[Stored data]
#####
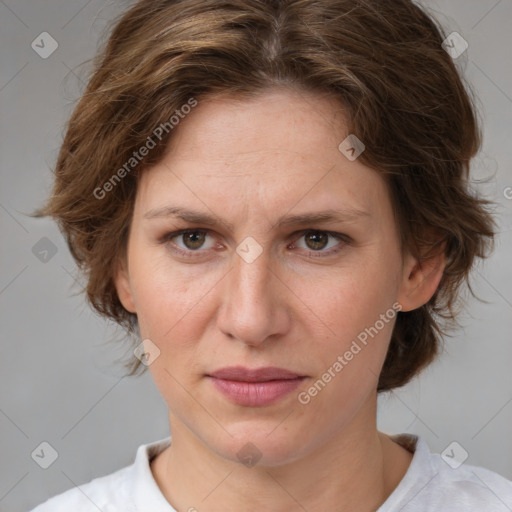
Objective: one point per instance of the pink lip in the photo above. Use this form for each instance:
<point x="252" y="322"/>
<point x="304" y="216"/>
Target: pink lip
<point x="258" y="387"/>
#####
EXERCISE PROMPT: Output each entry verbatim; none of the pictures should be included.

SOLUTION BELOW:
Objective: one point per instance of the pink lip in the photo above. Use this form for each instance:
<point x="252" y="322"/>
<point x="304" y="216"/>
Target: pink lip
<point x="258" y="387"/>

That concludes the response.